- _Passage fourni_:
<<<<
1/3) Résumé du chapitre Objections d’ici et d’ailleurs à l’éthique de la croissance de Pierre Charbonnier
Les étapes de la modernité sont bien connues : l’éthique anthropocentrée des religions du livre et le désenchantement de la nature qu’elle implique ; le mouvement d’objectivation de la nature au tournant du XVIIe siècle, ainsi que les révolutions techniques qu’il a suscitées ; la mise en place progressive d’institutions juridiques et économiques garantissant l’accès des individus aux espaces et ressources à exploiter ainsi qu’aux moyens de les échanger. Mais comme tout ce qui domine, l’éthique moderne de la croissance a dû gagner sa place contre des morales et des pratiques rebelles. L’ethnologie accumule depuis un bon siècle les témoignages d’hommes et de femmes qui ne regardent pas leur environnement comme un espace étranger à eux et offert à leur emprise. On a affaire à des éthiques et pratiques profondément marquées par l’idée de sobriété.
>>>>
Enregistrements issus d'une source de données:
<<<<
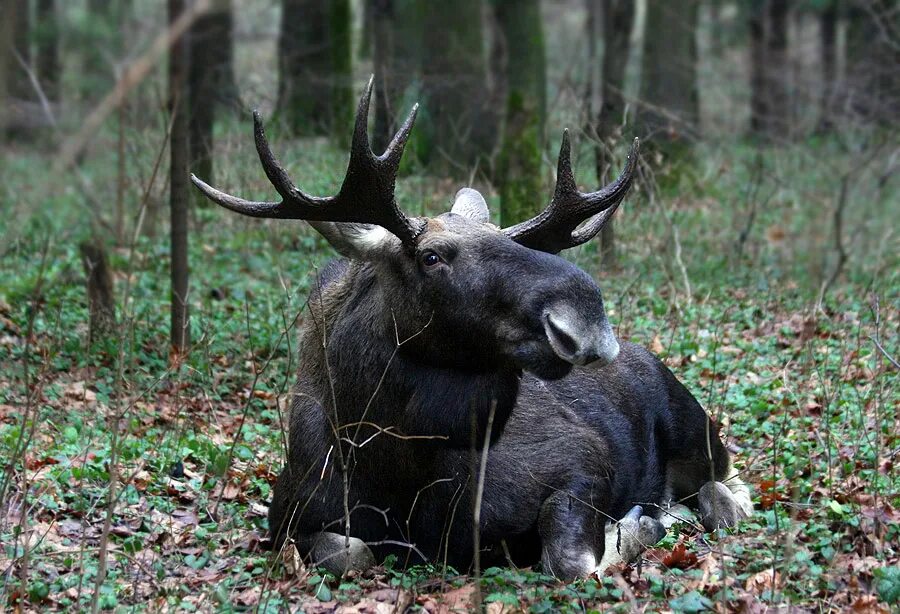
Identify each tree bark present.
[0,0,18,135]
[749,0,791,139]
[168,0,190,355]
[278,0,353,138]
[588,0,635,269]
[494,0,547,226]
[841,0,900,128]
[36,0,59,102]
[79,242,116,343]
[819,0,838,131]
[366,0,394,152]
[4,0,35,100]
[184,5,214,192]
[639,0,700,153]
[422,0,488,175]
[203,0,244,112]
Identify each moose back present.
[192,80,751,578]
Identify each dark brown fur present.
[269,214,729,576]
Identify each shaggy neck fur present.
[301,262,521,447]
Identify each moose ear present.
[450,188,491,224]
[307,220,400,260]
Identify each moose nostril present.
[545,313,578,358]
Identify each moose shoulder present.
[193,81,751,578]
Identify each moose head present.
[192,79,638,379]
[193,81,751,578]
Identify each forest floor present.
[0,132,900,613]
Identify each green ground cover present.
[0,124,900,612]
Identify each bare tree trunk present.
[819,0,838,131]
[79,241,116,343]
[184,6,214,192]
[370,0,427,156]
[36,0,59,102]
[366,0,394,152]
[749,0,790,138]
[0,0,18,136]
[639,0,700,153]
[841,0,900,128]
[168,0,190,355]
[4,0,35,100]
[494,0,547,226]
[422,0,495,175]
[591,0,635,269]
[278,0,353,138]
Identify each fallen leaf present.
>>>>
<<<<
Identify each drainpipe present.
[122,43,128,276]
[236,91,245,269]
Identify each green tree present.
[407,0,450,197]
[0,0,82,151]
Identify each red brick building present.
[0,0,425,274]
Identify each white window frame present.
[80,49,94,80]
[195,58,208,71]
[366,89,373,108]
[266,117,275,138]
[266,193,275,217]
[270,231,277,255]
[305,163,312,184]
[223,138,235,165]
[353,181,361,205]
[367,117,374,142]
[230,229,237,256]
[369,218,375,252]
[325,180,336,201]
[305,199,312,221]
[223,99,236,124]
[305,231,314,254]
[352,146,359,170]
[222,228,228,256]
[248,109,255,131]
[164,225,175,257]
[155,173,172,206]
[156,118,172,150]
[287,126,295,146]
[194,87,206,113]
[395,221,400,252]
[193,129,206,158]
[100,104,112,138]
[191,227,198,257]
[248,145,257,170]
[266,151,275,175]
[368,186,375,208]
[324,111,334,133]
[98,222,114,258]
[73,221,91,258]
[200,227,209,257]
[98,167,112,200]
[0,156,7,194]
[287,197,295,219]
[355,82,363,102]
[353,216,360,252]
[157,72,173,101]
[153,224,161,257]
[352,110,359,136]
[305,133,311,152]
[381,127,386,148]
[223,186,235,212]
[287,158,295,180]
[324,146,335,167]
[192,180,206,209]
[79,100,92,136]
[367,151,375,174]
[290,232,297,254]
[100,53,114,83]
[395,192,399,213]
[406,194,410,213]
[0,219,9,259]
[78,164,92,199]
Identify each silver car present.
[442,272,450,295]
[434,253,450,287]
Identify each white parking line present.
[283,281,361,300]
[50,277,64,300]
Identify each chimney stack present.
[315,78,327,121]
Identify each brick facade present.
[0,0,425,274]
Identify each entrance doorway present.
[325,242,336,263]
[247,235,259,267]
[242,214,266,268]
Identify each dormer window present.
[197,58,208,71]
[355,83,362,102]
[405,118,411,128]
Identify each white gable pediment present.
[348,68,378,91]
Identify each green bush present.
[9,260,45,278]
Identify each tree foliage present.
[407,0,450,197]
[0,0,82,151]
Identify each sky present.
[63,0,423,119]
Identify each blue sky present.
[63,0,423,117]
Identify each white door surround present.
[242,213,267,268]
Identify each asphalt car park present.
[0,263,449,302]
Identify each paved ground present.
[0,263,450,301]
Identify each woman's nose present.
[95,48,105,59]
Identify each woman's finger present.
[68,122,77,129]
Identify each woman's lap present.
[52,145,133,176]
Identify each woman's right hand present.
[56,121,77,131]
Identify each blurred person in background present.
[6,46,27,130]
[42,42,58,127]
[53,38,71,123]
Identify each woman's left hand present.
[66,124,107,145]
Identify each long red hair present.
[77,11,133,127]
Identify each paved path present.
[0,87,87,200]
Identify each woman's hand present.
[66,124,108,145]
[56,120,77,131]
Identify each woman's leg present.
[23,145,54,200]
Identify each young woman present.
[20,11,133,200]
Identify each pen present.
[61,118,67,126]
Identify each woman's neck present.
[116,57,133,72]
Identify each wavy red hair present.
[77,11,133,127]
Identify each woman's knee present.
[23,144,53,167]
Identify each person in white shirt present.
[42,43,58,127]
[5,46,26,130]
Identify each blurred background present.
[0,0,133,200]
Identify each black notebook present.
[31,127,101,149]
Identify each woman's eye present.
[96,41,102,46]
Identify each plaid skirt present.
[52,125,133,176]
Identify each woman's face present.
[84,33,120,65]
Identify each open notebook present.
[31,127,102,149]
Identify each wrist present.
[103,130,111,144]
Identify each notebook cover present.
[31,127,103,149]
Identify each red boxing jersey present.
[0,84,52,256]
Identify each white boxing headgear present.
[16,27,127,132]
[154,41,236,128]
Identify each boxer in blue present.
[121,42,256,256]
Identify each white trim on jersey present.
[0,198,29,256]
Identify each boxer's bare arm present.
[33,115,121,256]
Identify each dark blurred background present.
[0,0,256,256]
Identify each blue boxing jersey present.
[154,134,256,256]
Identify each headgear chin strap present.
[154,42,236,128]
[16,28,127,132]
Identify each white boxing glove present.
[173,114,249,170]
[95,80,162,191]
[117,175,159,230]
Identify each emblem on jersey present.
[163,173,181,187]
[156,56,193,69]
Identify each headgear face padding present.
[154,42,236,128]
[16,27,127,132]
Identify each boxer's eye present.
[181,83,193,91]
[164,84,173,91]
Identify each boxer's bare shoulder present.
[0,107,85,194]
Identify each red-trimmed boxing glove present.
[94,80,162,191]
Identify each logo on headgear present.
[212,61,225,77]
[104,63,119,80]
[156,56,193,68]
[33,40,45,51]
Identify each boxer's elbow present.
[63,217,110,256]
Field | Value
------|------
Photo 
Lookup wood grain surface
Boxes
>>>>
- _Tâche demandée_:
Rédigez la suite du passage fourni sur l'éthique moderne de la croissance, en reprenant juste après sa dernière phrase.

- _Réponse à la tâche_:
Le fait qu’une société donnée se reconnaisse une identité avec les non humains en général, avec une partie d’entre eux, ou même avec aucun d’entre eux, comme c’est le cas de notre société, est le fait de l’arbitraire des constructions symboliques humaines. Autrement dit, chaque être humain dispose des aptitudes mentales qui peuvent faire de lui un occidental, un Achuar (de l’ethnie Jivaro), ou un membre de n’importe quelle société. Une fois ces dispositions éduquées et spécialisées, l’individu perd son humanité générique pour endosser celle, plus restreinte, qui domine à l’endroit et au moment où il vit.
La neutralisation éthique du rapport à la nature dans l’Occident moderne, qu’Aldo Leopold identifie comme la raison principale de l’absence d’une véritable « éthique de la terre » dans notre société, doit s’inverser. Au modèle dualiste qui suppose l’extériorité réciproque entre le milieu exploité et la société qui l’exploite, doit succéder un modèle moniste, où les activités humaines prennent place comme un des aspects intégrés d’un ensemble plus vaste de relations. Informée et guidée par la science écologique, cette praxis socio-environnementale doit s’accompagner d’une représentation de l’homme où celui-ci n’est qu’un segment du cycle total des dons et contre-dons que se font entre eux les êtres naturels. La formule de communauté biotique est l’appui nécessaire d’une redéfinition radicale de ce qu’est la vie bonne, et cela à l’échelle collective.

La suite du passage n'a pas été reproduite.